'''

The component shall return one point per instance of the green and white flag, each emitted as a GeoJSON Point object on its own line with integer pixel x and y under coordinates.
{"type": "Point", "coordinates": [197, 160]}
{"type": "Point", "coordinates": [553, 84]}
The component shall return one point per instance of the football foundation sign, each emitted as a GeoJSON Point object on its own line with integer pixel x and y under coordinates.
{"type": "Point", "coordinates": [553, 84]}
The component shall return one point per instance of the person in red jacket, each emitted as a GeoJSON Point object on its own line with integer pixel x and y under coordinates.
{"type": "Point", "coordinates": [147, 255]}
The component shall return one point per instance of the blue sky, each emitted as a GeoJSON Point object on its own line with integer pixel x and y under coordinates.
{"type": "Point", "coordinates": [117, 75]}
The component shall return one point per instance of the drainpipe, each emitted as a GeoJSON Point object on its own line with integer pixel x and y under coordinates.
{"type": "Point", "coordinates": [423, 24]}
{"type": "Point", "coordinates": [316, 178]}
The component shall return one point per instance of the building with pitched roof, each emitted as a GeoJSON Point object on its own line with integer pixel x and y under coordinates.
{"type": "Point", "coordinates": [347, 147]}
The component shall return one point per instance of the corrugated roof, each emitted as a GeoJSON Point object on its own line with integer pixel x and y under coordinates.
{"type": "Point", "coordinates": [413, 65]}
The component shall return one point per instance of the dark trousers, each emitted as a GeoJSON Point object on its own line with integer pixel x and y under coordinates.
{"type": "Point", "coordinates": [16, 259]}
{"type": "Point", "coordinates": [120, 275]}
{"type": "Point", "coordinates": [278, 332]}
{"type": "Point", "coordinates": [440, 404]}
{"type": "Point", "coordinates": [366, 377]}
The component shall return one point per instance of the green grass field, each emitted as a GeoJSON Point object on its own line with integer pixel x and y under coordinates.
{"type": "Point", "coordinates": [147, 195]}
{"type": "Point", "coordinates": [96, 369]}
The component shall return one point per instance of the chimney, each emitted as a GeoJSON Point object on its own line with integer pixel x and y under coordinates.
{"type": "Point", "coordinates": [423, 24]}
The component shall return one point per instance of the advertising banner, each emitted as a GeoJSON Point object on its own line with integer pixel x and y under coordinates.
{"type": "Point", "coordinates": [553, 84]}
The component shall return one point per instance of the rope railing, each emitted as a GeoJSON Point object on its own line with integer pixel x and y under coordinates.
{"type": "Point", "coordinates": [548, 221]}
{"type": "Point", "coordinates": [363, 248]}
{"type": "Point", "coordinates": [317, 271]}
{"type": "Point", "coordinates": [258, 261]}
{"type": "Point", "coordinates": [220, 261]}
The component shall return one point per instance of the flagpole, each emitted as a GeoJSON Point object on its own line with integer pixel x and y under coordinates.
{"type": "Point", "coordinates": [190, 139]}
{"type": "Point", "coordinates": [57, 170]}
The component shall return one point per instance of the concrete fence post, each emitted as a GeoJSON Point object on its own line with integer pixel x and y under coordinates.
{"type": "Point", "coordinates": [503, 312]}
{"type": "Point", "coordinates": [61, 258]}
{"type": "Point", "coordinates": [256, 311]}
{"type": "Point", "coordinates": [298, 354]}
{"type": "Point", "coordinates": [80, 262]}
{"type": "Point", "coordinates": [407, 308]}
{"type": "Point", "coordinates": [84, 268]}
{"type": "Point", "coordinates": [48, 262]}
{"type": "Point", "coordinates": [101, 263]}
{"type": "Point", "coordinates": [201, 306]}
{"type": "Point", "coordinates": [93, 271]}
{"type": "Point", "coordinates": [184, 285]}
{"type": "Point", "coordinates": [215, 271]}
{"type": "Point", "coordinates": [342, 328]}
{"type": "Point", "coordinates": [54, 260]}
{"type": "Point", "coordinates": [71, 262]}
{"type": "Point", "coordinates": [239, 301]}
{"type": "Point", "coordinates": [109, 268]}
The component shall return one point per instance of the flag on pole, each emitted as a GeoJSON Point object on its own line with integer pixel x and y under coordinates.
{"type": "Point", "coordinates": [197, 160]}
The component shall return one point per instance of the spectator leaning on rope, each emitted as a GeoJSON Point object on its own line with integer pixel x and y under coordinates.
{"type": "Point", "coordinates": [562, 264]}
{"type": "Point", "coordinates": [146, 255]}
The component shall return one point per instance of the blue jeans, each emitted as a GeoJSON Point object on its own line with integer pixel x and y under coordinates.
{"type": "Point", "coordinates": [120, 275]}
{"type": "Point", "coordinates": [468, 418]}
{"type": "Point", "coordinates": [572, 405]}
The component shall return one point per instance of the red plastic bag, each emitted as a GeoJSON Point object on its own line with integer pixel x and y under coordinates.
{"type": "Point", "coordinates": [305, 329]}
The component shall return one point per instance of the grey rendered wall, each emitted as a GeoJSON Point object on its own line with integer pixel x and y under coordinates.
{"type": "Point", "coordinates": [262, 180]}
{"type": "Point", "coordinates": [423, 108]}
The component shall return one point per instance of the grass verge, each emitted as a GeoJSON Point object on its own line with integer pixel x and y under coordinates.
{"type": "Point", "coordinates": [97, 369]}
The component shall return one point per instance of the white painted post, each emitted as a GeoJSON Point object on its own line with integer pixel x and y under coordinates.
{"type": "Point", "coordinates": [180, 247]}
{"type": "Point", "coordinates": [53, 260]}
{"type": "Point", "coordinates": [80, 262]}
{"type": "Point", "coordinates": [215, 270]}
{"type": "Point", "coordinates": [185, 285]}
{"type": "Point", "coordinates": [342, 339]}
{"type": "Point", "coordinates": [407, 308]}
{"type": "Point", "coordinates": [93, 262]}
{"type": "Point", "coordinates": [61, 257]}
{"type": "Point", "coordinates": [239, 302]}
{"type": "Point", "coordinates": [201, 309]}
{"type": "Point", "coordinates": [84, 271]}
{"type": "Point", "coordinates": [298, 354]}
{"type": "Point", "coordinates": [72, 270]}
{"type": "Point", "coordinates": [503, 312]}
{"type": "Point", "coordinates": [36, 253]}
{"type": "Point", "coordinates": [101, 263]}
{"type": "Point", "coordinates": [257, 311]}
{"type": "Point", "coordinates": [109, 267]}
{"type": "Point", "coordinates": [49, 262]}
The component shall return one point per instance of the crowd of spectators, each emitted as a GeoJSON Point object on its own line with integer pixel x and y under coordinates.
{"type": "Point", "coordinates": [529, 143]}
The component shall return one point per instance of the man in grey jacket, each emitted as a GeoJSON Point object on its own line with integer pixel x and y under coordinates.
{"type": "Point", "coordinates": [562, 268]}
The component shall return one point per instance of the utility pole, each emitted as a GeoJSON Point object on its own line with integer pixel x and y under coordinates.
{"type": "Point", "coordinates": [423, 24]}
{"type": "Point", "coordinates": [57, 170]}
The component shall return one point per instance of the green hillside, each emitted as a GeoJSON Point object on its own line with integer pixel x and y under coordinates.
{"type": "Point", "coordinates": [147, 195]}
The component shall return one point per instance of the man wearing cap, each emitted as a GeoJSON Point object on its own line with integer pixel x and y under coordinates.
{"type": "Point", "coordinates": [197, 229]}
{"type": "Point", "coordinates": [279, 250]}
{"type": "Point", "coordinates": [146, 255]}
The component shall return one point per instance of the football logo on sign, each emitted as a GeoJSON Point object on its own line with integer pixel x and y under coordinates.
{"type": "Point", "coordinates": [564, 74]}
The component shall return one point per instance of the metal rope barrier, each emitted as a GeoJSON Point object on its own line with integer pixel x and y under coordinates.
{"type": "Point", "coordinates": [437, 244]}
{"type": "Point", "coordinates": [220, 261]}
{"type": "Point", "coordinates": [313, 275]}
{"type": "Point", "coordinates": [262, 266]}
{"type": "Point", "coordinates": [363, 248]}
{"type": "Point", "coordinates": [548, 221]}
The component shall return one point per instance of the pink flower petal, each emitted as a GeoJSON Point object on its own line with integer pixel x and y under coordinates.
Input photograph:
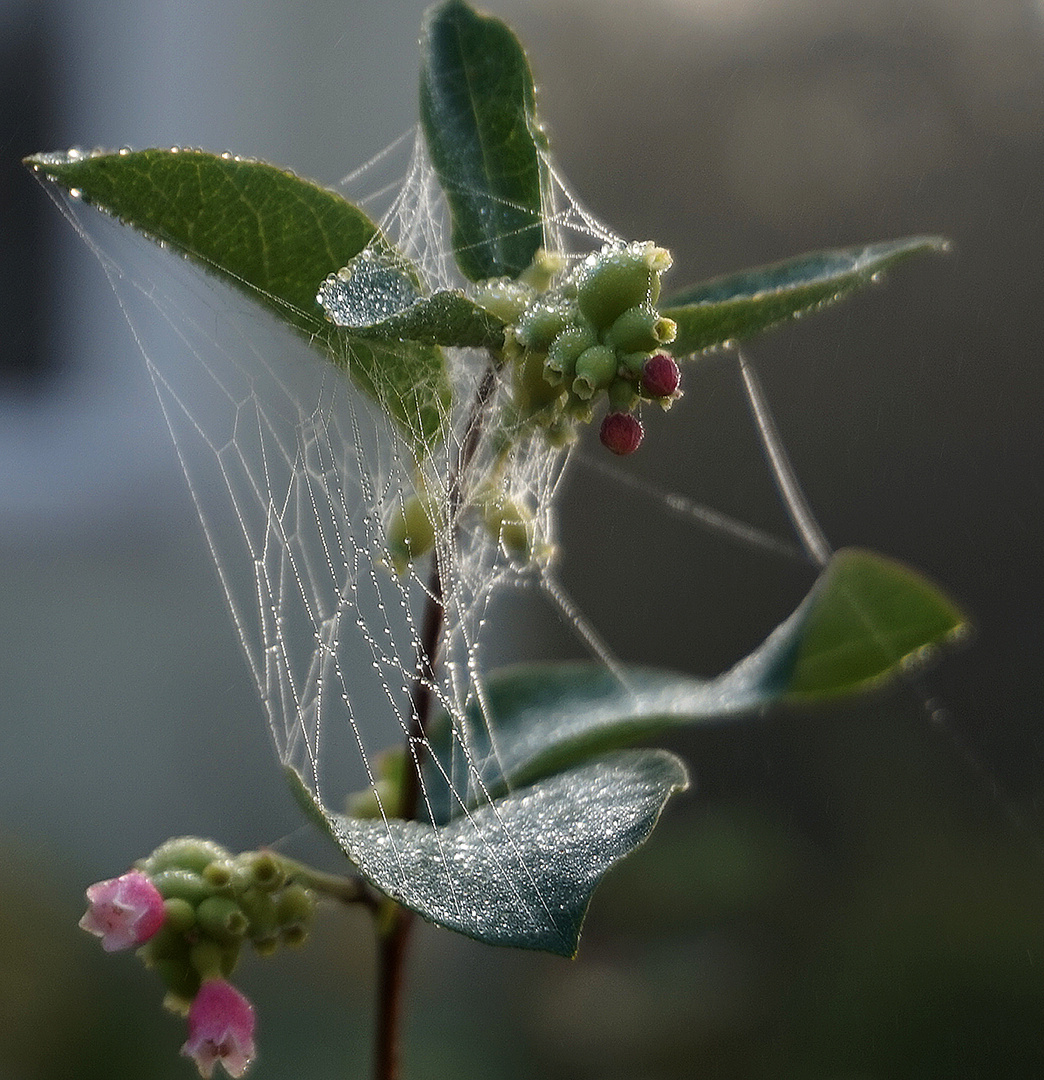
{"type": "Point", "coordinates": [124, 912]}
{"type": "Point", "coordinates": [220, 1029]}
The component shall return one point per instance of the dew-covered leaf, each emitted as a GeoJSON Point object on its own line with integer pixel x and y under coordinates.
{"type": "Point", "coordinates": [865, 618]}
{"type": "Point", "coordinates": [376, 296]}
{"type": "Point", "coordinates": [519, 872]}
{"type": "Point", "coordinates": [478, 113]}
{"type": "Point", "coordinates": [740, 305]}
{"type": "Point", "coordinates": [271, 234]}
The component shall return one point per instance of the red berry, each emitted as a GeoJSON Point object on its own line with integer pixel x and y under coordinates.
{"type": "Point", "coordinates": [621, 432]}
{"type": "Point", "coordinates": [660, 376]}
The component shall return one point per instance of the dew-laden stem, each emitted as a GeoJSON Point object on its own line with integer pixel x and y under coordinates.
{"type": "Point", "coordinates": [394, 921]}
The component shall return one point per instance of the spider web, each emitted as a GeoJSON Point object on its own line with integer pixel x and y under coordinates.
{"type": "Point", "coordinates": [296, 476]}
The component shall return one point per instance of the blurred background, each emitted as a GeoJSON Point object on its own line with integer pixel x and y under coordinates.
{"type": "Point", "coordinates": [845, 894]}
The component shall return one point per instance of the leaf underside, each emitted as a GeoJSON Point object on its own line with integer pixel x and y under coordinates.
{"type": "Point", "coordinates": [519, 872]}
{"type": "Point", "coordinates": [272, 235]}
{"type": "Point", "coordinates": [380, 299]}
{"type": "Point", "coordinates": [478, 113]}
{"type": "Point", "coordinates": [865, 619]}
{"type": "Point", "coordinates": [525, 826]}
{"type": "Point", "coordinates": [741, 305]}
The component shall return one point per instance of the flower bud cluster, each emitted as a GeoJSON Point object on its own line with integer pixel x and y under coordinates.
{"type": "Point", "coordinates": [189, 908]}
{"type": "Point", "coordinates": [595, 337]}
{"type": "Point", "coordinates": [214, 903]}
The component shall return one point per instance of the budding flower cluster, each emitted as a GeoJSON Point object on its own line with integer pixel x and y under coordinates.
{"type": "Point", "coordinates": [596, 334]}
{"type": "Point", "coordinates": [188, 908]}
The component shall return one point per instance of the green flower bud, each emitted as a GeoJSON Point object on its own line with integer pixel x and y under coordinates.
{"type": "Point", "coordinates": [182, 853]}
{"type": "Point", "coordinates": [221, 918]}
{"type": "Point", "coordinates": [209, 959]}
{"type": "Point", "coordinates": [540, 322]}
{"type": "Point", "coordinates": [259, 908]}
{"type": "Point", "coordinates": [633, 363]}
{"type": "Point", "coordinates": [563, 352]}
{"type": "Point", "coordinates": [178, 914]}
{"type": "Point", "coordinates": [295, 906]}
{"type": "Point", "coordinates": [502, 297]}
{"type": "Point", "coordinates": [596, 367]}
{"type": "Point", "coordinates": [219, 873]}
{"type": "Point", "coordinates": [620, 278]}
{"type": "Point", "coordinates": [410, 532]}
{"type": "Point", "coordinates": [263, 871]}
{"type": "Point", "coordinates": [267, 945]}
{"type": "Point", "coordinates": [184, 885]}
{"type": "Point", "coordinates": [639, 329]}
{"type": "Point", "coordinates": [542, 270]}
{"type": "Point", "coordinates": [533, 391]}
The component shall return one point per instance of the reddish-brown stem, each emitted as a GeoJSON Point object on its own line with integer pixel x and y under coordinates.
{"type": "Point", "coordinates": [393, 935]}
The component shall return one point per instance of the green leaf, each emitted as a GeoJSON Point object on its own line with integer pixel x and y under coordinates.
{"type": "Point", "coordinates": [740, 305]}
{"type": "Point", "coordinates": [375, 296]}
{"type": "Point", "coordinates": [478, 113]}
{"type": "Point", "coordinates": [866, 618]}
{"type": "Point", "coordinates": [519, 872]}
{"type": "Point", "coordinates": [270, 234]}
{"type": "Point", "coordinates": [533, 818]}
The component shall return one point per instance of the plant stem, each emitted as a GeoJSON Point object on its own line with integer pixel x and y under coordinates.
{"type": "Point", "coordinates": [394, 921]}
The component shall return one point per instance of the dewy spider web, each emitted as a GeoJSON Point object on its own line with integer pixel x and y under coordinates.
{"type": "Point", "coordinates": [290, 466]}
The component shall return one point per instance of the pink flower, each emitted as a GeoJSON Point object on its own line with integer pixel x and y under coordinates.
{"type": "Point", "coordinates": [124, 912]}
{"type": "Point", "coordinates": [660, 376]}
{"type": "Point", "coordinates": [220, 1029]}
{"type": "Point", "coordinates": [621, 433]}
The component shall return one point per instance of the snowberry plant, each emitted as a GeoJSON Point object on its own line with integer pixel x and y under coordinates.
{"type": "Point", "coordinates": [510, 793]}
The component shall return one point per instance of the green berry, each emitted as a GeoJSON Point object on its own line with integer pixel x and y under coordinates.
{"type": "Point", "coordinates": [221, 918]}
{"type": "Point", "coordinates": [410, 532]}
{"type": "Point", "coordinates": [596, 367]}
{"type": "Point", "coordinates": [295, 906]}
{"type": "Point", "coordinates": [561, 355]}
{"type": "Point", "coordinates": [639, 329]}
{"type": "Point", "coordinates": [179, 915]}
{"type": "Point", "coordinates": [620, 278]}
{"type": "Point", "coordinates": [184, 885]}
{"type": "Point", "coordinates": [540, 323]}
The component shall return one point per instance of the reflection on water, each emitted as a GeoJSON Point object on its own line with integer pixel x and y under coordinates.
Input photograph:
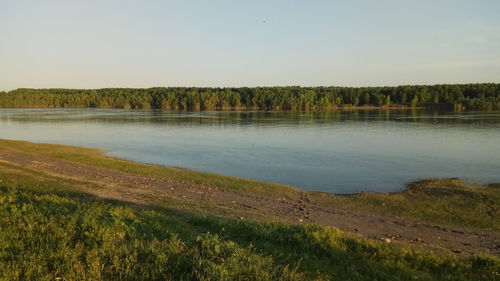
{"type": "Point", "coordinates": [333, 151]}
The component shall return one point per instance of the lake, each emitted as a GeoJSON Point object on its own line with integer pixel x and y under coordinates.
{"type": "Point", "coordinates": [332, 151]}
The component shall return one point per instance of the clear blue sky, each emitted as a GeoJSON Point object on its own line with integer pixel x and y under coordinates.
{"type": "Point", "coordinates": [124, 43]}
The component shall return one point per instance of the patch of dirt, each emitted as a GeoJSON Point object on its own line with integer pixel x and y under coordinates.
{"type": "Point", "coordinates": [135, 188]}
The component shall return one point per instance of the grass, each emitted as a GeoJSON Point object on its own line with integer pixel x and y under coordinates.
{"type": "Point", "coordinates": [48, 230]}
{"type": "Point", "coordinates": [438, 200]}
{"type": "Point", "coordinates": [446, 201]}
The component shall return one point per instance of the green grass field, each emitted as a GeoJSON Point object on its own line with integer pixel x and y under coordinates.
{"type": "Point", "coordinates": [51, 231]}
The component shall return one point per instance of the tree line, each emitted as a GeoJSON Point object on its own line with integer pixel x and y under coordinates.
{"type": "Point", "coordinates": [485, 96]}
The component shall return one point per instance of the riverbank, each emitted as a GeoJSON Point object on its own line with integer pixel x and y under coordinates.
{"type": "Point", "coordinates": [419, 231]}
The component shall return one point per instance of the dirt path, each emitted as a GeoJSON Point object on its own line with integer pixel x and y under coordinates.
{"type": "Point", "coordinates": [135, 188]}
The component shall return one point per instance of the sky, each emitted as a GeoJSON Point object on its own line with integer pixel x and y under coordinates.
{"type": "Point", "coordinates": [223, 43]}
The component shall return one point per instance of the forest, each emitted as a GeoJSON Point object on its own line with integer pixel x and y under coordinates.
{"type": "Point", "coordinates": [485, 96]}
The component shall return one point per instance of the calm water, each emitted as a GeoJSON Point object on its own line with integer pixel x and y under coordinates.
{"type": "Point", "coordinates": [333, 151]}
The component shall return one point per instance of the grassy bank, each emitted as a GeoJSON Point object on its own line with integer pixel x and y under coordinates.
{"type": "Point", "coordinates": [51, 228]}
{"type": "Point", "coordinates": [436, 201]}
{"type": "Point", "coordinates": [49, 231]}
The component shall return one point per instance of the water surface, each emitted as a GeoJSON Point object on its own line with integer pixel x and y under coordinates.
{"type": "Point", "coordinates": [332, 151]}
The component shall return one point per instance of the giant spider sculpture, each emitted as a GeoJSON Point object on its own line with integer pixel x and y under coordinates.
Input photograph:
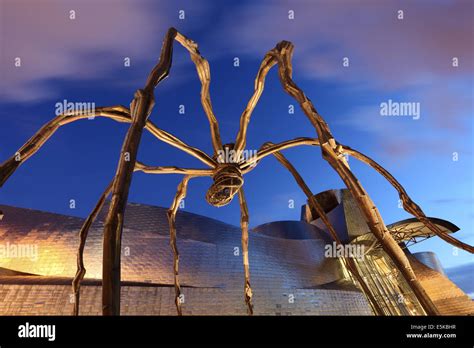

'''

EXERCISE PROMPT: Edit the lines from the one that contains "The component shall return one point per instance of the calm" through the last line, inclusive, so that "grassy bank" becomes "riverbank" and everything else stays the same. Return only those lines, and leave the pictures out.

CORRECT OUTPUT:
The component shall return one point per instance of the calm water, each emitted as a GeoJSON Point object on its own line with integer pixel x and y under coordinates.
{"type": "Point", "coordinates": [333, 151]}
The component shall return one point per instance of the riverbank, each emitted as a GeoJSON Point object on its own line with integer pixel x and y under coordinates.
{"type": "Point", "coordinates": [51, 228]}
{"type": "Point", "coordinates": [436, 201]}
{"type": "Point", "coordinates": [49, 231]}
The component shall return one point per instance of the water surface, each emitted as a GeoJSON Point object on its own line with integer pixel x and y under coordinates.
{"type": "Point", "coordinates": [332, 151]}
The component shall return one point per instance of the giant spider sculpture, each emitted as a GeoJSON Point object on its own line with integer pixel x and y under coordinates.
Input photograph:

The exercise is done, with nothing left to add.